__What is needed__. Among the entries below, find the lines with "roundel" and copy them.

Point-per-instance localization data:
+---+

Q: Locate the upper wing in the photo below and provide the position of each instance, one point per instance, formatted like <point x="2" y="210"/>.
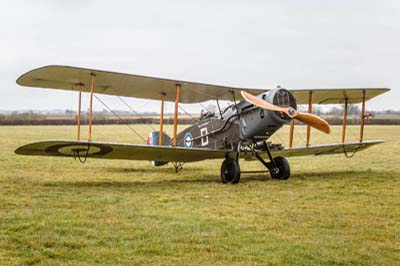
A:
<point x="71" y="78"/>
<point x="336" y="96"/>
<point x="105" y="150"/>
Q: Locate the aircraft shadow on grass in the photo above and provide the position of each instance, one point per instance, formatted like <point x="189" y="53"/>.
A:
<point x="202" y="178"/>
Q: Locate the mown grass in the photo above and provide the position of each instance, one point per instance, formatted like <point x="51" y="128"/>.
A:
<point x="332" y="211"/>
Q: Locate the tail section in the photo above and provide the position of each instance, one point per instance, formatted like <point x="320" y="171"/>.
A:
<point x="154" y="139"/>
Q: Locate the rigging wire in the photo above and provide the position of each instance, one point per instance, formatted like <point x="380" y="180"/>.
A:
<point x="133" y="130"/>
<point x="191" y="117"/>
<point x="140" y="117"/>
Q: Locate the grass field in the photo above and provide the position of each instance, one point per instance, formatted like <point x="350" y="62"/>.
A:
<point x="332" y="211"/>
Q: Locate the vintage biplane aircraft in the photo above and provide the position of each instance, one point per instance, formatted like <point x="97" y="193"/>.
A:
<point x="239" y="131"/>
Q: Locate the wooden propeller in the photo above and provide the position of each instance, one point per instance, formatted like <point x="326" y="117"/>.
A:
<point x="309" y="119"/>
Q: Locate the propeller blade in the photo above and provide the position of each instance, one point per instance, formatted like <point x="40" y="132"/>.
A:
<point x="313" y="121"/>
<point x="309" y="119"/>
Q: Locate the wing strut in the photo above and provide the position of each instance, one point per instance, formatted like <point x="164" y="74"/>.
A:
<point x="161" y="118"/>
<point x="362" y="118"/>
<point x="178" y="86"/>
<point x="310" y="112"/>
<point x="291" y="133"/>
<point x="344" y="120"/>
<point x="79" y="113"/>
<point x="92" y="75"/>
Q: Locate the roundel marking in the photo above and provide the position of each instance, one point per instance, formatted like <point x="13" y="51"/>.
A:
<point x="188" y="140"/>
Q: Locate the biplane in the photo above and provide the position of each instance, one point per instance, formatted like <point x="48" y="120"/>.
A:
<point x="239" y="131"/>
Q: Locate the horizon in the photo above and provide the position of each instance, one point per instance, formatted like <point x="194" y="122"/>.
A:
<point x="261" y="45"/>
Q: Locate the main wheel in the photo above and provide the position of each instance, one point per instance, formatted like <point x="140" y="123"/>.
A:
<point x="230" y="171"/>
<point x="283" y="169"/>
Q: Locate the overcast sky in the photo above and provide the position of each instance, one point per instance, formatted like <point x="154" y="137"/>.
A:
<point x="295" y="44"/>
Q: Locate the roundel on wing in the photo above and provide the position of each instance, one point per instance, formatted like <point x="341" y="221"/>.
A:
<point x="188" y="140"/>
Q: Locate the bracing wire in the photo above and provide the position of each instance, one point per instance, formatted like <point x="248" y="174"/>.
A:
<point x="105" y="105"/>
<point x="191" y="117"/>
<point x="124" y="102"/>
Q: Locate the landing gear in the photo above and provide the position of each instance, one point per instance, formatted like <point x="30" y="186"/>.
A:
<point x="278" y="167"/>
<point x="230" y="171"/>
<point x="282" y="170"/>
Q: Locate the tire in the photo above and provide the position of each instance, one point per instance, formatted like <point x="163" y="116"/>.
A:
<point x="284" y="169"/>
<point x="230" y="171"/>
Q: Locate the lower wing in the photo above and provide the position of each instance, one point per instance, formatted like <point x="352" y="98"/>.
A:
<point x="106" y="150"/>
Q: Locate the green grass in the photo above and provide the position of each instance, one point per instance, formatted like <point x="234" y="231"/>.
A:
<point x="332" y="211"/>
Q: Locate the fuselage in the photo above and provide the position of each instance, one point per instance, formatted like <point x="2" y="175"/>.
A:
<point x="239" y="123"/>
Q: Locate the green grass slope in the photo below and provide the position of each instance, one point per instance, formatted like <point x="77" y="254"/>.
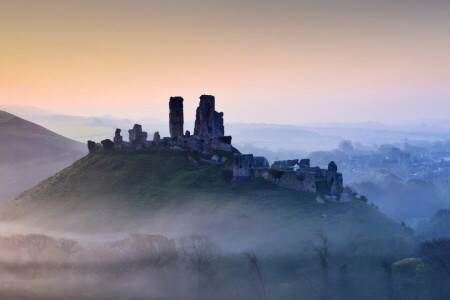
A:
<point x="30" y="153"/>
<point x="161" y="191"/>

+---+

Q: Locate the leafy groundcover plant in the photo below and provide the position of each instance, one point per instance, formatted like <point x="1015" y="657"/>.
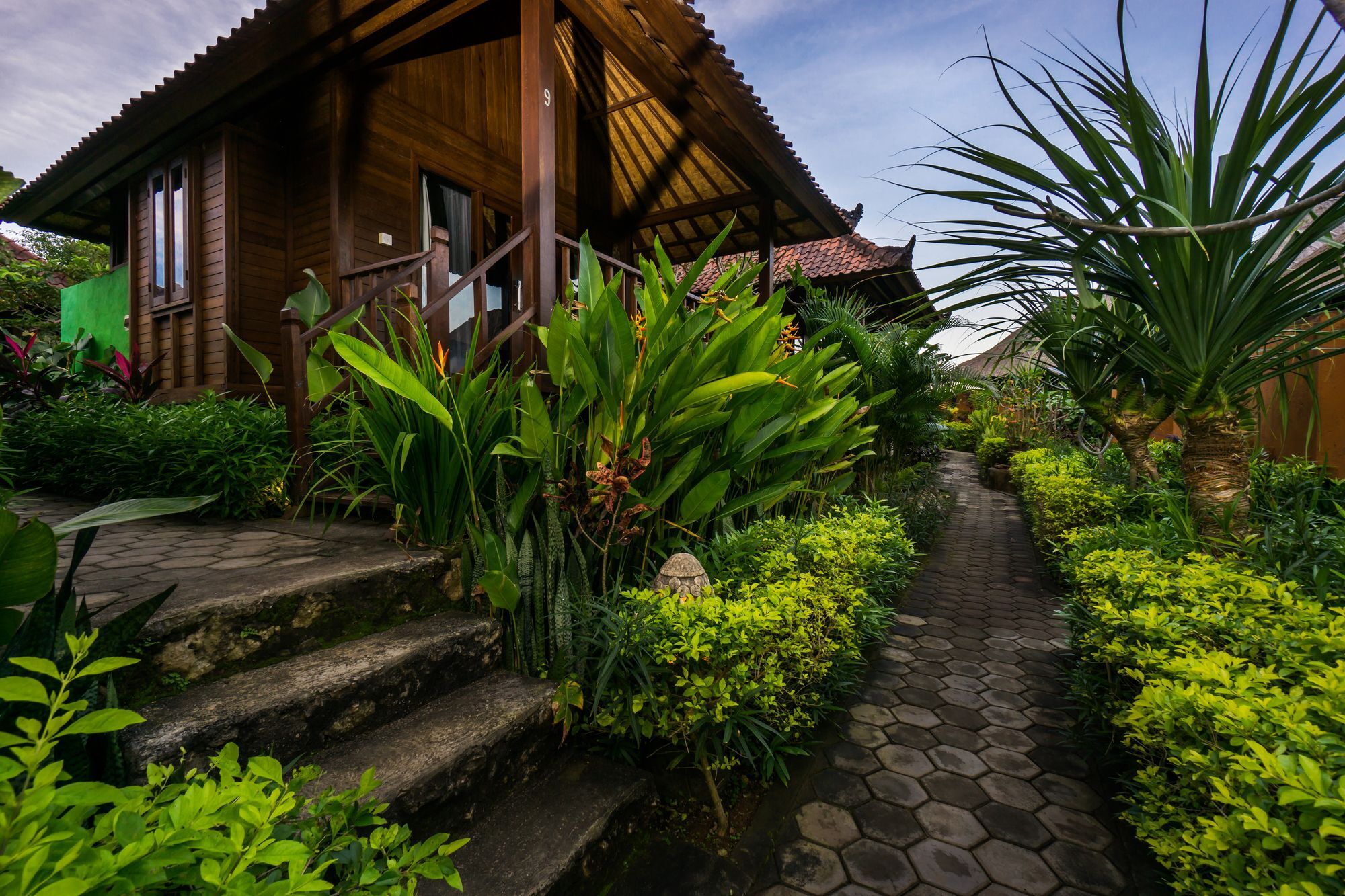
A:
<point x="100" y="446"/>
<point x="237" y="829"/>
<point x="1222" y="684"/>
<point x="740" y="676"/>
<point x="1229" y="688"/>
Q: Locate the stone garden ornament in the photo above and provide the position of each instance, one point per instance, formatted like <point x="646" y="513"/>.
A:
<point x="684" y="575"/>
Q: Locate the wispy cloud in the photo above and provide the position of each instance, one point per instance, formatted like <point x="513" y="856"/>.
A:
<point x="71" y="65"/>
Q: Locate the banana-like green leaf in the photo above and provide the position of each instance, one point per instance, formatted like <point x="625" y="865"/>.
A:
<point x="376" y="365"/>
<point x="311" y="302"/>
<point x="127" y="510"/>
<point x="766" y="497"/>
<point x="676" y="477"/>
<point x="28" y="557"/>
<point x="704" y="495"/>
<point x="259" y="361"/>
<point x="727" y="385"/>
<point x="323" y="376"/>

+---+

__Written solution__.
Q: Locate the roundel marking in the photo above and provide the position of each instance, one point per instance, formatted like <point x="13" y="51"/>.
Q: Locate the roundel on wing in the photo above and provide the position of each instance, one point per instance, formatted like <point x="341" y="221"/>.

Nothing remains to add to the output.